**Objective**.
Every entry below must be repeated exactly; skip the pictures.

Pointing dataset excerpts
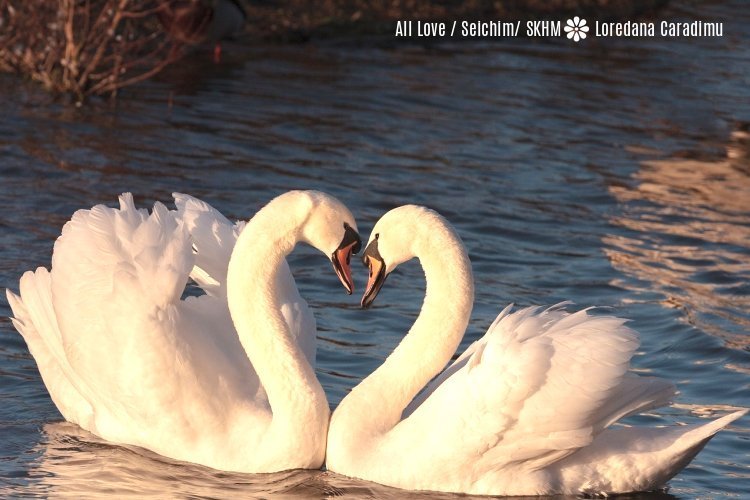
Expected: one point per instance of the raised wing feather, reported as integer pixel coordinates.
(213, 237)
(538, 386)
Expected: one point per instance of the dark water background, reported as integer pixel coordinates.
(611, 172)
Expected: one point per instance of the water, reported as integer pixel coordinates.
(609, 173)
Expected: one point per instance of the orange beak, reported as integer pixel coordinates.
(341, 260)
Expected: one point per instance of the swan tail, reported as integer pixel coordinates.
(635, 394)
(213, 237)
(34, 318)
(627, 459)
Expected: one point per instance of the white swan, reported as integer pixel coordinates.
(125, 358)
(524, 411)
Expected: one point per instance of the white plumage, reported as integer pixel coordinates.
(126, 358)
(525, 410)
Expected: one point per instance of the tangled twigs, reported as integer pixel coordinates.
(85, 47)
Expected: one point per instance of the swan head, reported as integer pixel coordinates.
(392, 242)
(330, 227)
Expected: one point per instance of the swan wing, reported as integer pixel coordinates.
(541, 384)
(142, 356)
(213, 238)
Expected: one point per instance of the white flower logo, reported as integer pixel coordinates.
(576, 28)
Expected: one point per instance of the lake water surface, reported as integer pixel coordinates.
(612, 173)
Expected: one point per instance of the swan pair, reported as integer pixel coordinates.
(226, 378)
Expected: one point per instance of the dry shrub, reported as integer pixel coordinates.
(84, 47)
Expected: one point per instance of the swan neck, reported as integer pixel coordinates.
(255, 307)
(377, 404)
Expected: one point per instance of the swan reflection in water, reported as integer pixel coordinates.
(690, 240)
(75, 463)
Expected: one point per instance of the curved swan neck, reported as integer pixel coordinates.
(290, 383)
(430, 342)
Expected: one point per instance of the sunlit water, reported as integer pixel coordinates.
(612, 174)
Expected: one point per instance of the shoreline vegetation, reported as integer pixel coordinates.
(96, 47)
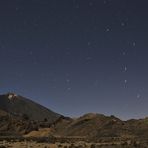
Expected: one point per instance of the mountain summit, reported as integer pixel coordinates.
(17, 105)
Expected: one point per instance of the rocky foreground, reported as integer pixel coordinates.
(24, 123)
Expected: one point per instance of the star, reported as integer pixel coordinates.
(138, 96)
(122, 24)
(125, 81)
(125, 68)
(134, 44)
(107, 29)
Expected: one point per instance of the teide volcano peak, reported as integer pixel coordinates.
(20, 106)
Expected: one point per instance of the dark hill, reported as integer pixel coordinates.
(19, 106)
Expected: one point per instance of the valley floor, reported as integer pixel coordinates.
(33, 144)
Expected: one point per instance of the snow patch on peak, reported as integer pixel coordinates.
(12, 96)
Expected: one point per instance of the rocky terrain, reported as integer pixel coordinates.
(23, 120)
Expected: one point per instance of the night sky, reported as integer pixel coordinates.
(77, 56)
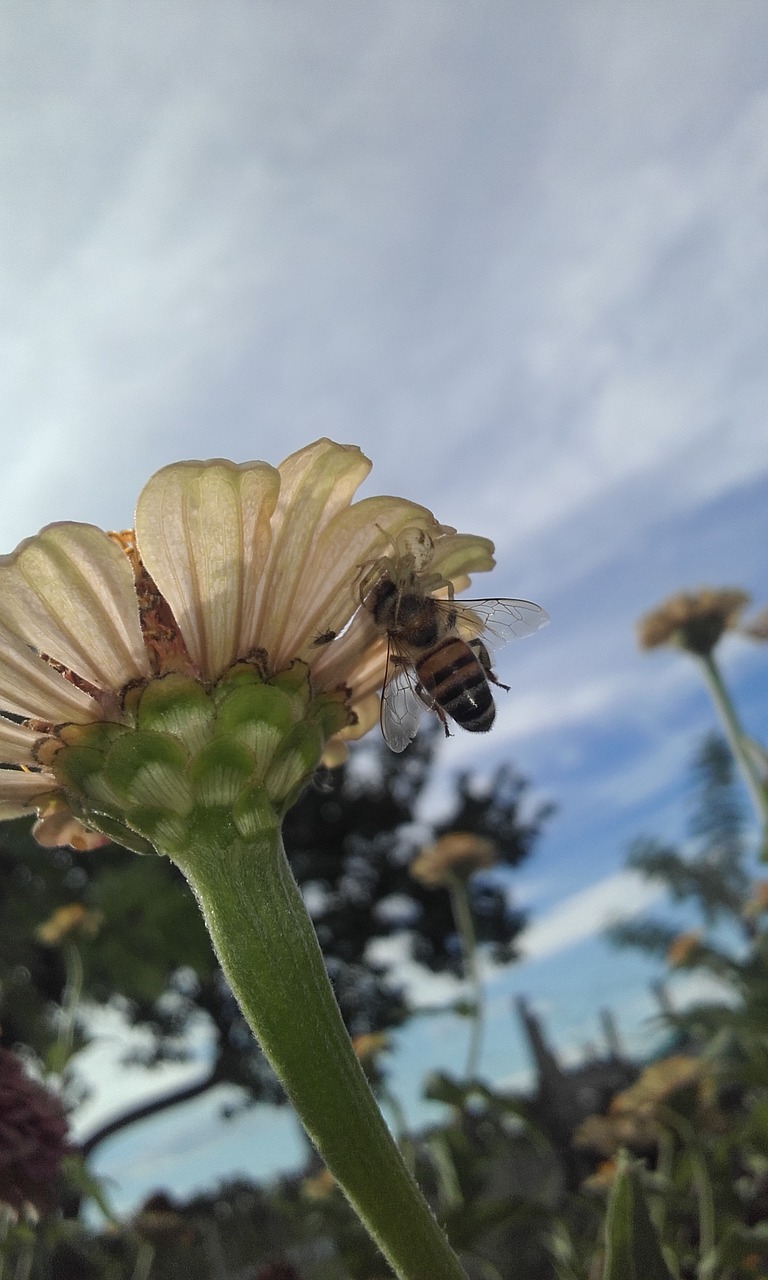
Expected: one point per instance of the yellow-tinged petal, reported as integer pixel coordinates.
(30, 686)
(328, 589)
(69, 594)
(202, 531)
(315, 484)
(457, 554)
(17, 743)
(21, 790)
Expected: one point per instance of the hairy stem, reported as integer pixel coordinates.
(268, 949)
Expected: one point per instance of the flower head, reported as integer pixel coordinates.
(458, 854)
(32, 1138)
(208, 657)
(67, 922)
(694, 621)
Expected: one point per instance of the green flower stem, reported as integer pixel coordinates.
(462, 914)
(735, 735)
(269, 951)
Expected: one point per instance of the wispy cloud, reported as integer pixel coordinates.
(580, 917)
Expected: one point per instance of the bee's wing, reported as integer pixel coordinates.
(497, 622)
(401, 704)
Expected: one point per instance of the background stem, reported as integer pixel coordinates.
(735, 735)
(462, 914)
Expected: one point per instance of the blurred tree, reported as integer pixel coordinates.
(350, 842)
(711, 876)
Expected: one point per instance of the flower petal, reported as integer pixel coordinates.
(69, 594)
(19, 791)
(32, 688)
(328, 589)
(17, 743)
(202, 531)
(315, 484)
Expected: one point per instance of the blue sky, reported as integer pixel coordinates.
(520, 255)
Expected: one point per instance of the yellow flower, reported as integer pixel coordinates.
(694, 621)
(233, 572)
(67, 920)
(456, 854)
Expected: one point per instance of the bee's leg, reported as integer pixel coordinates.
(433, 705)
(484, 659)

**Written response**.
Expected: one point per instance of the raised wing feather, reported as integer pixel coordinates.
(213, 237)
(538, 386)
Expected: one point per instance of the dark water background, reported as integer pixel coordinates.
(611, 172)
Expected: one point per instance of the water, reported as integer pixel coordinates.
(609, 173)
Expected: one point per instance of the orange beak, reported as integer pixel coordinates.
(341, 260)
Expected: one point per instance of the swan tail, reported as integer pixel coordinates.
(635, 394)
(213, 237)
(34, 318)
(627, 459)
Expected: one point per instance of the white swan, reported as integer pixel coordinates.
(125, 358)
(524, 411)
Expected: one point per instance of the white plumage, reported as integer pixel coordinates.
(126, 358)
(525, 410)
Expected: one point per instance of the tangled twigs, reported as integer pixel coordinates.
(85, 47)
Expected: one point per instance of the swan head, reported as integer pixel coordinates.
(392, 242)
(330, 227)
Expected: one point per instance of the swan wing, reported as integer pixel coordinates.
(541, 384)
(142, 356)
(213, 238)
Expected: one point per instance of the white flower logo, reported as integer pixel coordinates.
(576, 28)
Expected: one point per instance of the lake water surface, reported as integer pixel coordinates.
(612, 173)
Expected: one point per instance of the swan pair, reported as integer pixel coordinates.
(226, 378)
Expected: one point per instance of the dry shrub, reported as integer pixel coordinates.
(84, 47)
Expected: one point per instance of the swan neck, reported as integer pixel coordinates.
(255, 307)
(377, 404)
Expected: one point per instance of the swan reflection in water, reported as integer pixel coordinates.
(690, 240)
(75, 463)
Expected: one point per instance of the curved swan neck, reported as integer pixel coordinates.
(290, 383)
(430, 342)
Expected: one point per instance of the sunlit water, reported as integer pixel coordinates.
(612, 174)
Expected: one point per instance of the shoreline vegetation, reported as integer pixel coordinates.
(96, 47)
Expected: one point per instance of the mountain summit, reported as integer pixel coordinates.
(17, 105)
Expected: one point per instance of the rocky foreground, reported as integer pixel coordinates.
(24, 123)
Expected: one point per instance of the star, reported as integer pixel coordinates.
(138, 96)
(122, 24)
(125, 81)
(125, 68)
(134, 44)
(107, 29)
Expected: one point per instance of the teide volcano peak, reported as integer pixel coordinates.
(20, 106)
Expected: one point per instance of the dark hill, reported as integer pixel coordinates.
(19, 106)
Expected: one point per instance of the valley floor, reported as integer pixel coordinates.
(33, 144)
Expected: one point per instance of the snow patch on peak, reported as integer pixel coordinates.
(12, 96)
Expected: one point per instance of the rocky terrain, reported as integer pixel coordinates.
(23, 120)
Expected: one point per instance of the night sky, reported as integer pixel coordinates.
(77, 56)
Expected: one point per instance of the yellow-tinged petal, reported as integer pixel coordinates.
(30, 686)
(328, 589)
(69, 594)
(202, 531)
(315, 484)
(457, 554)
(17, 743)
(21, 790)
Expected: one point per instance of the hairy stem, reported as integer pixel coordinates.
(268, 949)
Expected: one point per instance of the flower head, reported as integer pixel coordinates.
(458, 854)
(32, 1138)
(208, 657)
(67, 922)
(694, 621)
Expected: one point per instance of the green flower stem, reported as integer pixel coordinates.
(462, 914)
(735, 735)
(269, 951)
Expected: one point per instance of the wispy cloud, reported as integer pixel coordinates.
(580, 917)
Expected: one point per instance of the bee's wing, reported as integer pixel coordinates.
(497, 622)
(401, 704)
Expected: one point per instance of the background stem, reported as integer pixel coordinates.
(735, 735)
(462, 914)
Expected: one point per instance of the blurred tree, reported as integer pixel coordinates.
(350, 842)
(711, 876)
Expected: one point per instance of the flower petal, reported as integer pixel coordinates.
(69, 594)
(19, 791)
(32, 688)
(328, 589)
(17, 743)
(202, 531)
(315, 484)
Expected: one point per instance of the blue sky, reported as integer pixel coordinates.
(520, 255)
Expected: one point per instance of the yellow flower, reported as integer pixel coordinates.
(694, 621)
(233, 572)
(67, 920)
(456, 854)
Expected: one point per instance of the bee's leg, reported as integer pixel coordinates.
(433, 705)
(484, 659)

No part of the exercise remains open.